* start *

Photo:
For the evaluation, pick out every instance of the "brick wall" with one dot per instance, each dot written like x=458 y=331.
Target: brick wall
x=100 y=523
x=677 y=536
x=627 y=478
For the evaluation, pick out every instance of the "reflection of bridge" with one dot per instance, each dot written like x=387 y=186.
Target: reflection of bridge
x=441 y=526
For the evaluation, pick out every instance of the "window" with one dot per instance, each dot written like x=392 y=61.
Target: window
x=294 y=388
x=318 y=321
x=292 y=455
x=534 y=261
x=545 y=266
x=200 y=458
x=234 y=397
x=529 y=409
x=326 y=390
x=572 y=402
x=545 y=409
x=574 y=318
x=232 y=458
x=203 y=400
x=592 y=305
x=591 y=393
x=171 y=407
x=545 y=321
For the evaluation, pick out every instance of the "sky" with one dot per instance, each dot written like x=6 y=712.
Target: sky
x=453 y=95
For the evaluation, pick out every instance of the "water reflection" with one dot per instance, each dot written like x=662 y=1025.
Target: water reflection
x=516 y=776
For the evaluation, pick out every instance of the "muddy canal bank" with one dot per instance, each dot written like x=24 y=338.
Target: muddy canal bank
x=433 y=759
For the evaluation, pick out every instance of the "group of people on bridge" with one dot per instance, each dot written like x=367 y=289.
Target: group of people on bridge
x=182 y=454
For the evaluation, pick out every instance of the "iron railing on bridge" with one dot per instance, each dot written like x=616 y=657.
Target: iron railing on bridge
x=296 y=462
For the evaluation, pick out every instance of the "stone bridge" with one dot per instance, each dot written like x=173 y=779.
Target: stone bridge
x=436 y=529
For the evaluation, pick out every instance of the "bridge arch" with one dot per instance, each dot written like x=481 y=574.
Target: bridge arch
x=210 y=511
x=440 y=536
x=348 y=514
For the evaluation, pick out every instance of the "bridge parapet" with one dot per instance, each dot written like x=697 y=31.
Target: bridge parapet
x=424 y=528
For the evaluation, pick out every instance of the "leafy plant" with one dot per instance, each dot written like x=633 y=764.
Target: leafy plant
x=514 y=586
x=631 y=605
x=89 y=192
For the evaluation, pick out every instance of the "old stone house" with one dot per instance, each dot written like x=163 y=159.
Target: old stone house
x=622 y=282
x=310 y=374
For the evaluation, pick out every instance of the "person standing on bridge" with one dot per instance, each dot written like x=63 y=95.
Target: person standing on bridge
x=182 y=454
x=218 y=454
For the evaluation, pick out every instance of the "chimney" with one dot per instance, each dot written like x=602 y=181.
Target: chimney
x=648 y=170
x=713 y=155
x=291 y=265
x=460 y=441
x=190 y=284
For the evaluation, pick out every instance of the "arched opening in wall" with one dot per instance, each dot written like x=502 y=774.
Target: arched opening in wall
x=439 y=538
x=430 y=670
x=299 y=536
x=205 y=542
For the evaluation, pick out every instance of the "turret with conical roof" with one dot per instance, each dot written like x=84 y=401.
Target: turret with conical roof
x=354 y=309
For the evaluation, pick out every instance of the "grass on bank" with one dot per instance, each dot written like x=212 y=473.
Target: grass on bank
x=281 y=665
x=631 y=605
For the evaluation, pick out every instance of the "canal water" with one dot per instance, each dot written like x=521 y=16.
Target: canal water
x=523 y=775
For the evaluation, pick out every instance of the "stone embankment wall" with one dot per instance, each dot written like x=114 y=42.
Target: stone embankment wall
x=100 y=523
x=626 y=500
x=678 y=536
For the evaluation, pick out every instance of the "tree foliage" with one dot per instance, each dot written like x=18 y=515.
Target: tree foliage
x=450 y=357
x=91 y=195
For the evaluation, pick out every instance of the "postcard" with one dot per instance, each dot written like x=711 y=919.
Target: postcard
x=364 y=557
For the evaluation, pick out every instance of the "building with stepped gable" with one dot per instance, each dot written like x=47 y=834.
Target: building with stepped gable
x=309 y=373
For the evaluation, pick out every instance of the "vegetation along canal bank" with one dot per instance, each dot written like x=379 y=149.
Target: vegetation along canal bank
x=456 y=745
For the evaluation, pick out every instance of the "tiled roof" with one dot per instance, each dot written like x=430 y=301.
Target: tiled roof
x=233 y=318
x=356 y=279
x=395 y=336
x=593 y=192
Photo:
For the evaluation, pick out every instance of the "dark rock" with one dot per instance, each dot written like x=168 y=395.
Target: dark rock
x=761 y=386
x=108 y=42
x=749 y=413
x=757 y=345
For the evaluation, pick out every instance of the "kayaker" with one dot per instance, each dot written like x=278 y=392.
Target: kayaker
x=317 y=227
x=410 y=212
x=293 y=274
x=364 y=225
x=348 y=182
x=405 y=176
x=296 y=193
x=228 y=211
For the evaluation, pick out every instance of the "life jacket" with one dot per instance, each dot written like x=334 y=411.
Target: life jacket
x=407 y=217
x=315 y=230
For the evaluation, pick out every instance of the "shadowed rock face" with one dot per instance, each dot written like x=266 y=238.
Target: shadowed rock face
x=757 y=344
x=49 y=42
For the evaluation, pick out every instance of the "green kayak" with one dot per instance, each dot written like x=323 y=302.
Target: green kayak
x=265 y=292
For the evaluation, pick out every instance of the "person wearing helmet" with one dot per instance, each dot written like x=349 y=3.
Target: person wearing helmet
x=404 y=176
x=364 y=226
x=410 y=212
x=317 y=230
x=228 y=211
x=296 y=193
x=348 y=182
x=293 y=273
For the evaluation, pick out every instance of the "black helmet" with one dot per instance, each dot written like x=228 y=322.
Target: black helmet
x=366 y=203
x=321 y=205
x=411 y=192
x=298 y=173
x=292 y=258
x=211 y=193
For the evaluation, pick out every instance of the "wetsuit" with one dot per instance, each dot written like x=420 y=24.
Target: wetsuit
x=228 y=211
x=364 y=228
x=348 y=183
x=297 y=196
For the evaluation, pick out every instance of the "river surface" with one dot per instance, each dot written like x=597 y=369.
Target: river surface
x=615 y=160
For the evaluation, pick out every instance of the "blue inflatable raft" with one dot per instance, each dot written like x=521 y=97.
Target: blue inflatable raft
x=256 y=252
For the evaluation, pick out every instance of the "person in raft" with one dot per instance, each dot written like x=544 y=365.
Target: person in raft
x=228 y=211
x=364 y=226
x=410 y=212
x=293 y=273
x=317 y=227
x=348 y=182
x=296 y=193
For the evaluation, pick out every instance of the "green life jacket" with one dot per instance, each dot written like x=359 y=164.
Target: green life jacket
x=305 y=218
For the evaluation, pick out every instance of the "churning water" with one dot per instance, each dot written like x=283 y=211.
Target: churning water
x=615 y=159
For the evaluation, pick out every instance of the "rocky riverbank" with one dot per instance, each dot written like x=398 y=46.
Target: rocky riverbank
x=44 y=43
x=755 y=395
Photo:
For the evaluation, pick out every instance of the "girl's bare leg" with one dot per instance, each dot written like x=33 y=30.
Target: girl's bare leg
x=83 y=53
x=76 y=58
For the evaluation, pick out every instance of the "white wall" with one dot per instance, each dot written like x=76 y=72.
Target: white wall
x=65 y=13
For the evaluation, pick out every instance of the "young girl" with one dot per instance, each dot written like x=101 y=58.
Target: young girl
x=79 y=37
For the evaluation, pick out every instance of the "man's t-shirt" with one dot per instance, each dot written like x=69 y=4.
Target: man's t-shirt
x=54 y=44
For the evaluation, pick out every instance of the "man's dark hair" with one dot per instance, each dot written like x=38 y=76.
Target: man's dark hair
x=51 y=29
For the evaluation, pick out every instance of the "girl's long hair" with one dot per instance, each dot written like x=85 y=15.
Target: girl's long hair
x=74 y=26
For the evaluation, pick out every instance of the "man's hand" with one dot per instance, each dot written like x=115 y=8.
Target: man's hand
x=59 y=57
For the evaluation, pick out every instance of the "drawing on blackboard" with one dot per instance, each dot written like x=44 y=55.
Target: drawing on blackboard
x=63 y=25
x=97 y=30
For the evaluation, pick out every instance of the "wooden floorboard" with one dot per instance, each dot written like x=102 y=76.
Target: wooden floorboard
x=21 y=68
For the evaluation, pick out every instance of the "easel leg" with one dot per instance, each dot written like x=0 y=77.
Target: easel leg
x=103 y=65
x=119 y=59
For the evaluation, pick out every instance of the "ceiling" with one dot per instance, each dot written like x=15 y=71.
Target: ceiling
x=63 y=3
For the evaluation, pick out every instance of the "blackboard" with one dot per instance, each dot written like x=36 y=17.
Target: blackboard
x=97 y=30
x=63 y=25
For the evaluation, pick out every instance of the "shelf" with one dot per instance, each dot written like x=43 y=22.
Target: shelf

* end *

TASK OBJECTIVE:
Return, word for word, every line from the line with "like x=76 y=72." to the final line of the data.

RESPONSE TO THIS EXERCISE:
For the evaluation, pick out every instance of the "white wall" with one dot per instance, each dot written like x=76 y=72.
Target: white wall
x=65 y=13
For the evaluation, pick out every instance of the "young girl" with one dot per instance, each dot written like x=101 y=58.
Target: young girl
x=79 y=37
For the evaluation, pick out every instance of the "man's t-shirt" with one dot per instance, each dot written like x=69 y=4.
Target: man's t-shirt
x=54 y=44
For the evaluation, pick out every instance of the "man's dark hair" with one dot per instance, each dot written like x=38 y=76.
Target: man's dark hair
x=51 y=29
For the evaluation, pick out every instance of the "girl's long hair" with one dot per instance, each dot written like x=85 y=15.
Target: girl's long hair
x=74 y=26
For the evaluation, pick out every instance of the "man's hand" with one dot per instance, each dot written like x=115 y=8.
Target: man's hand
x=59 y=57
For the evaluation, pick out every instance of the "drawing on blackboard" with one dot per instance, each dot written like x=44 y=55.
Target: drawing on blackboard
x=63 y=25
x=97 y=30
For the evaluation, pick out every instance of the "wooden floorboard" with one dot per instance, each dot written like x=102 y=76.
Target: wooden floorboard
x=21 y=68
For the evaluation, pick out every instance of the "easel leg" with one dot per instance, each dot written like x=0 y=77.
Target: easel leg
x=103 y=65
x=119 y=59
For the evaluation, pick out every instance of the "ceiling" with one dot per instance, each dot written like x=15 y=71.
Target: ceiling
x=63 y=3
For the evaluation, pick out every instance of the "blackboard" with one dot per instance, each dot written like x=36 y=17.
Target: blackboard
x=97 y=30
x=63 y=25
For the evaluation, pick out every instance of the "shelf" with one dot per instance, each dot written like x=43 y=22.
Target: shelf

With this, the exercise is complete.